◆ ASSIGNED TASK:
Would you return the records below character for character, without any images?

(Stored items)

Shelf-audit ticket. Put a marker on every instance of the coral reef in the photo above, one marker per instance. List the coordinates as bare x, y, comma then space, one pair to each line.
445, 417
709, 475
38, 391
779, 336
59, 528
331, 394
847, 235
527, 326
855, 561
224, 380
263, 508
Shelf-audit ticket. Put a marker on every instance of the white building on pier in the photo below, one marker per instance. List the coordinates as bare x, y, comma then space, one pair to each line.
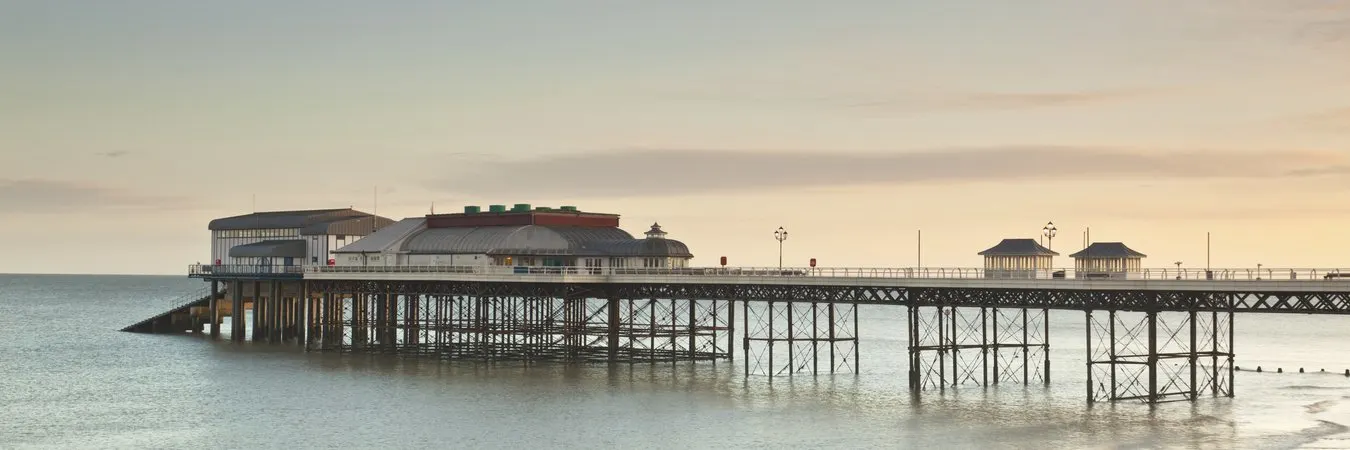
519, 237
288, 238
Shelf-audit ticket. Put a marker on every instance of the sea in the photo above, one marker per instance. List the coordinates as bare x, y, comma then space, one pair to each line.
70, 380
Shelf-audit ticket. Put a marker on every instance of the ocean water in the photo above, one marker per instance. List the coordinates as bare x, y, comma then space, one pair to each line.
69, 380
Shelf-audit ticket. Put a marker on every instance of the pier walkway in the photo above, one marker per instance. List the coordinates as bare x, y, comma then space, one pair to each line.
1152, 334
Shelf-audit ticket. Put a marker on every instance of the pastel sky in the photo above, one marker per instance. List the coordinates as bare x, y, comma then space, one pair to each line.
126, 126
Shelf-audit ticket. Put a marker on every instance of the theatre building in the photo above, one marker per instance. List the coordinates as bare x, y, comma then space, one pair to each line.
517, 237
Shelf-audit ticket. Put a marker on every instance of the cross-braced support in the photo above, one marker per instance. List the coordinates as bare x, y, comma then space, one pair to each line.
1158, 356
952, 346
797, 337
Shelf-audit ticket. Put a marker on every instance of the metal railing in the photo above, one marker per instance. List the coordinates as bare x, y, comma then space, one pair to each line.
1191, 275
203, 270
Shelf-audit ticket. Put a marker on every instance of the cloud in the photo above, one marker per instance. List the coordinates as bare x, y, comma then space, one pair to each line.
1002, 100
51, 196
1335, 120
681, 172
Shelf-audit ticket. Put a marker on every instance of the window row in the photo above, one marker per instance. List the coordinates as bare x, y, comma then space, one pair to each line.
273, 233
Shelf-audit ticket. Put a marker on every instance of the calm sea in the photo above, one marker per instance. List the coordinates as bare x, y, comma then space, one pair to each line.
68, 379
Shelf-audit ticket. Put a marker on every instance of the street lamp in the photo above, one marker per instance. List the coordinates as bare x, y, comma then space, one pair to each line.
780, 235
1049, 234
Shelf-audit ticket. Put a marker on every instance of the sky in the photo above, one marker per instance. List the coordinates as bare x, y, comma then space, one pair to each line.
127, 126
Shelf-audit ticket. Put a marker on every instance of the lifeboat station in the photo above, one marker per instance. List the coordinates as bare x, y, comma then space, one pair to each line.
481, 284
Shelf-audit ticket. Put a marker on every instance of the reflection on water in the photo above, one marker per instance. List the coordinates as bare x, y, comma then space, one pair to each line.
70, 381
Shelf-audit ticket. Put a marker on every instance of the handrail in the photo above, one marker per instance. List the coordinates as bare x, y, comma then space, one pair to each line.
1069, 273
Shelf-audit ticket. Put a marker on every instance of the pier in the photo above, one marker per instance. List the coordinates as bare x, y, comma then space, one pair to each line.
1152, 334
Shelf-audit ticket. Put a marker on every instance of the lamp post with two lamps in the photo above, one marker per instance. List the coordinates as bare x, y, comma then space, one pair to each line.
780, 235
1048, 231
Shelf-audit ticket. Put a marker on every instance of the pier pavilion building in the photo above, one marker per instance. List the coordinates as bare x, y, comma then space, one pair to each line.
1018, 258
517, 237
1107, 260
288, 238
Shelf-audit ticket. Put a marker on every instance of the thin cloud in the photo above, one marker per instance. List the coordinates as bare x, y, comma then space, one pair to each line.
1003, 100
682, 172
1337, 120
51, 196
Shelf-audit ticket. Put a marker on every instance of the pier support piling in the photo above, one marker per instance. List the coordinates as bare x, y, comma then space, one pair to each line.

◆ TASK SOLUTION:
Shelf-audit ticket. Put a marker on every instance of the coral reef in the photo above, one marker per instance. List the coordinates as bare x, y, comma then space, one pair to each line.
445, 417
709, 475
38, 391
779, 336
59, 528
331, 394
847, 235
527, 326
855, 561
224, 380
263, 508
Shelf-audit ticket. Put a marker on every instance of the white building on pier in the photo below, one marker per instance. List the coordinates as bare x, y, comma then space, one pair to each line.
519, 237
288, 238
Shelf-audit ticket. Put a marker on every instance of the sea in the photo above, one marker per instance. List the coordinates as bare x, y, comma then space, one pair to each line.
70, 380
Shelf-audit ticket. Put a marker on every instance of the ocean water in the photo above, one marker per instance. List the coordinates as bare x, y, comma then space, one pair to each line.
69, 380
Shelf-audit ticket. Put a marker on every instance of the pier walkway in the photo above, one marker per instance. List the coordinates as bare x, y, comma then space, one pair to each line.
1152, 334
Shelf-audit ticket. Put a marker on every instance of the pastel sky in the photo above, one marker per instance. List the coordinates as bare x, y, comma then space, one pair to each line.
126, 126
Shelf-audit ticket. Put a marker on every instance of the theatre building in the photo above, one marker per instance. List the coordinates as bare x, y, comma then space, one pair to each line.
517, 237
Shelf-audit ticket. Put a marker on every instance of the cross-braced support in the photo above, one marker per instance. List the coordinates as bare x, y, comma then space, one pair to each line.
1158, 356
952, 346
797, 337
Shelf-audit ticket. Put a marker on every instance of the metal railing in the photo above, one marker per instance. List the coordinates as bare x, y, comma then space, one pair to each line.
1191, 275
203, 270
Shelf-audit ticket. Put a marker on every instance of the cloud in the photo above, one marker per instance. List the coordinates as bare x, y, comma then space, one pair to each line.
1002, 100
51, 196
1335, 120
681, 172
Shelf-audit ticket. Put a marker on every instance of the window row in the photo above, one marker per instance. List the coordinates as bare x, y, comma then space, one pair to each line.
273, 233
Shelf-audit ticket. Put a marker on every instance of the calm sea in the photo above, one marker per instance. List the coordinates as bare x, y, comma then space, one pair to each line.
68, 379
Shelf-audit ticket. Put a marker on every instance of the street lamp in the photo above, one marker per instance. List the coordinates as bare x, y, comma then space, one pair to each line.
780, 235
1049, 234
Shelf-audit ticket. Put a marker on every instance of the sky in the photo above, one marker per instance. List the coordinates as bare x, y, comma then space, one pair to each line.
127, 126
Shelf-audit ticket. Put a marker on every instance of the lifeboat station in the photo above, one marker per instance. List the coordinates as bare x, y, comma then space, one pair to each line.
481, 284
Shelf-audit ticket. Put a marker on every instance of the reflection on water in the photo above, one marker per instance. List the coordinates as bare x, y, comma then space, one pair to each line.
70, 381
Shelf-audit ticket. Put a marker on every instance of the handrail in the photo above, one marker per instance. List the coordinates as bare x, y, comma then space, one pair to each line.
1069, 273
Shelf-audit ticket. Put a marker on every instance of the pier in the photo above, one marker per instance. List the coordinates as bare x, y, comma then space, one pair to each line.
1152, 334
Shelf-audit ticket. Put a marker on every instance of the lamp post with two lamps in the photo above, one marker per instance. List the coordinates as bare x, y, comma then space, one pair to each line.
780, 235
1048, 231
Shelf-audit ticket. Put a marker on every instance of the pier pavilion building in the photo above, one marker per instance. List the coordinates as bare x, y, comma then space, one pair to each line.
1018, 258
517, 237
1107, 260
288, 238
Shelf-audit ticket. Put a marker on every instance of the thin cloud in the photo above, one marker per instance. List the coordinates as bare x, y, comma then space, one pair to each line.
1003, 100
682, 172
1337, 120
51, 196
Shelf-audit ticket. Put a marker on every instance of the pier support piling in the photo above, one marker per instance. List the coordinates as bare x, y, comma then space, one pair to each line.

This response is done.